Image box annotation records:
────
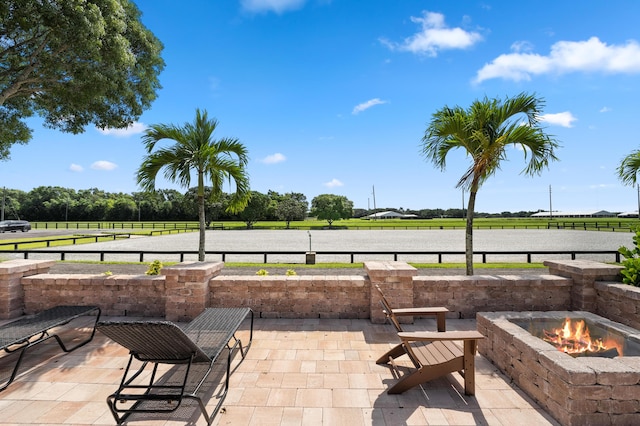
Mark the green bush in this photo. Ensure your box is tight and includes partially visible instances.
[145,260,162,275]
[618,228,640,287]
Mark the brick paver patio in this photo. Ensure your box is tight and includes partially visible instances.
[0,318,557,426]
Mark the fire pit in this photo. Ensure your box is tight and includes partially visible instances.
[477,312,640,425]
[511,317,640,358]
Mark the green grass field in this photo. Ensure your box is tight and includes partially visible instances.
[25,218,640,232]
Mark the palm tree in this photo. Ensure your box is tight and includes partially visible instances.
[617,150,640,186]
[421,93,559,275]
[137,109,251,262]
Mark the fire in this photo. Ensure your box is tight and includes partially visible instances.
[543,318,622,356]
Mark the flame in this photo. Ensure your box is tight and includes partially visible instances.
[543,318,622,356]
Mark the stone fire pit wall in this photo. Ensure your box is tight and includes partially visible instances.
[477,311,640,426]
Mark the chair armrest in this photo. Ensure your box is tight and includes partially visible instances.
[392,306,449,316]
[398,330,484,342]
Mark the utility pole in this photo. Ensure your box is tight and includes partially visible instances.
[549,185,553,220]
[371,185,378,220]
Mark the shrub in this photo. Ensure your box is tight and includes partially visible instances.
[618,228,640,287]
[145,260,162,275]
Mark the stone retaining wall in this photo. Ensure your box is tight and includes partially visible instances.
[0,260,640,327]
[209,275,371,318]
[413,275,573,318]
[22,274,166,317]
[594,282,640,330]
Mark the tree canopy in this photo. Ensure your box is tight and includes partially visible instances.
[310,194,353,228]
[422,93,558,275]
[0,0,164,160]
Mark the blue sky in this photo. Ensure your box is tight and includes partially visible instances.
[0,0,640,212]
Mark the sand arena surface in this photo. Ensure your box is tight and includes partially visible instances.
[18,230,633,275]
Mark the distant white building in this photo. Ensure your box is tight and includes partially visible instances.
[531,210,616,217]
[618,211,638,217]
[366,210,419,219]
[367,210,404,219]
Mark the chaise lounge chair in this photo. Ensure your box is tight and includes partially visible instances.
[97,308,253,424]
[375,285,484,395]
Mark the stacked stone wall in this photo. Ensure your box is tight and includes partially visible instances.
[209,275,371,318]
[413,275,572,318]
[22,274,165,317]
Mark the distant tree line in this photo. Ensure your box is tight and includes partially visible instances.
[1,186,534,228]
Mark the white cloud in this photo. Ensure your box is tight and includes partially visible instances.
[98,122,147,138]
[380,11,482,56]
[241,0,306,13]
[91,160,118,171]
[351,98,387,115]
[261,152,287,164]
[323,178,344,188]
[475,37,640,83]
[539,111,578,127]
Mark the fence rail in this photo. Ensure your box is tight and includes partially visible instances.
[0,228,198,252]
[2,249,621,263]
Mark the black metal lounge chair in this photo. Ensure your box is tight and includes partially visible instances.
[97,308,253,424]
[0,306,100,391]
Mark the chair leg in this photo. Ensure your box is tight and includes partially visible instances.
[387,358,466,394]
[463,340,478,395]
[376,344,406,364]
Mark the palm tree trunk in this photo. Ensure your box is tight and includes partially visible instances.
[464,189,478,275]
[198,173,206,262]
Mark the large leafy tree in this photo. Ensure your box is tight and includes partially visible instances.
[272,192,309,229]
[310,194,353,228]
[421,93,559,275]
[137,109,251,262]
[238,191,271,229]
[0,0,164,160]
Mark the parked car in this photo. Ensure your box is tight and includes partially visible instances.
[0,220,31,232]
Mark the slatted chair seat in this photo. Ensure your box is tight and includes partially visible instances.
[97,308,253,424]
[376,330,484,395]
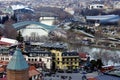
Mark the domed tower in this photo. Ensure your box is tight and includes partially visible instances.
[7,48,29,80]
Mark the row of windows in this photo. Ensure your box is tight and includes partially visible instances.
[62,58,79,61]
[30,53,50,57]
[57,62,78,65]
[1,58,49,62]
[1,58,9,60]
[28,58,50,62]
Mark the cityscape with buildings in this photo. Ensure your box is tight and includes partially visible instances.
[0,0,120,80]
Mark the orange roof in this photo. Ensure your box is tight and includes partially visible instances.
[29,70,40,77]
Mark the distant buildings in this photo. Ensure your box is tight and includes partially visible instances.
[88,4,105,9]
[86,15,120,24]
[51,50,80,70]
[113,1,120,9]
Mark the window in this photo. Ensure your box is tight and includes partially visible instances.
[28,59,30,61]
[75,62,77,64]
[35,59,37,61]
[47,59,49,62]
[39,59,42,61]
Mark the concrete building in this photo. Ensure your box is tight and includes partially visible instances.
────
TO BE DONE ::
Please put the lines from the one containing "Mark the window" through the last line, both included, into a Markdown table with the columns Number and Record line, leaving out any blank lines.

SOLUTION TO THIS EXERCISE ::
| Number | Record line |
|---|---|
| 1 | Mark the window in this photo. Ensure your box is tight and includes partially visible instances. |
| 2 | [28,59,30,61] |
| 3 | [75,62,77,64] |
| 4 | [35,59,37,61] |
| 5 | [47,59,49,62] |
| 6 | [39,59,42,61] |
| 7 | Mark the concrete building in this photo. Ensure your box is tight and includes partially visible instances. |